# [Kutipan Sumber]
========================================================================

Berita Terkini

Modernisasi Dan Korupsi


Oleh : M RIDWAN LUBIS 
Modernisasi mendorong korupsi dengan cara mengubah dan menghasilkan sesuatu melalui sistem politik. Penataan mekanisme dan tertib politik pada banyak negara setelah Perang Dunia Kedua masih menjadi topik diskusi menarik di kalangan cendekiawan politik, negarawan, politisi bahkan masyarakat awam. Tidak bisa tidak, setelah sebuah masyarakat memeroleh kemerdekaan dan kemudian melewati fase kehidupan tradisional maka mereka akan memulai babak baru kehidupan yang disebut modernisasi--sebagai akibat dari gerakan rasionalisasi dan fungsionalisasi.

========================================================================

Butir identifikasi lokasi:
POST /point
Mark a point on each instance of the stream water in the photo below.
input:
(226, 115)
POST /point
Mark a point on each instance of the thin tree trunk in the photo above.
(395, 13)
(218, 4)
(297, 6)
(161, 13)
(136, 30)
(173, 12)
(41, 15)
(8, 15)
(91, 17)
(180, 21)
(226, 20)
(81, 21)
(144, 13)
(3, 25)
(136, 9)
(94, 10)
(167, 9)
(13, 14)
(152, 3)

========================================================================

# [Tujuan Latihan]
Bisakah Anda melanjutkan tulisan tentang modernisasi dan korupsi mulai setelah kalimat terakhirnya? Entri-entri ini tidak berhubungan dengan tulisan tentang modernisasi dan korupsi.

# [Jawaban Tugas]
Ketika masyarakat masih diliputi oleh pola kehidupan tradisional maka nilai pada sebuah perbuatan lebih menonjol sedang pada modernisasi yang diutamakan adalah fungsi bagi kehidupan bukan nilainya. Maka modernisasi membawa akibat salah satunya terjadi pembiakan korupsi karena kecukupan materi bagi mereka adalah tujuan. Hal ini terjadi akibat perubahan cara berpikir yang berdampak kepada perilaku sebagaimana judul tulisan ini yaitu hubungan modernisasi dengan korupsi. 

Menurut Samuel P.Huntington dalam bukunya "Political Order in Changing Society"--buku ini diterjemahkan menjadi "Tertib Politik di Dalam Masyarakat yang Sedang Berubah", CV Rajawali, Jakarta (1983)--di samping modernisasi menjanjikan perubahan tetapi juga yang tidak kalah ironisnya, modernisasi melakukan pembiakan perilaku korupsi. Korupsi adalah tingkah laku di antara pejabat negara yang menyimpang dari norma-norma umum pelayanan masyarakat.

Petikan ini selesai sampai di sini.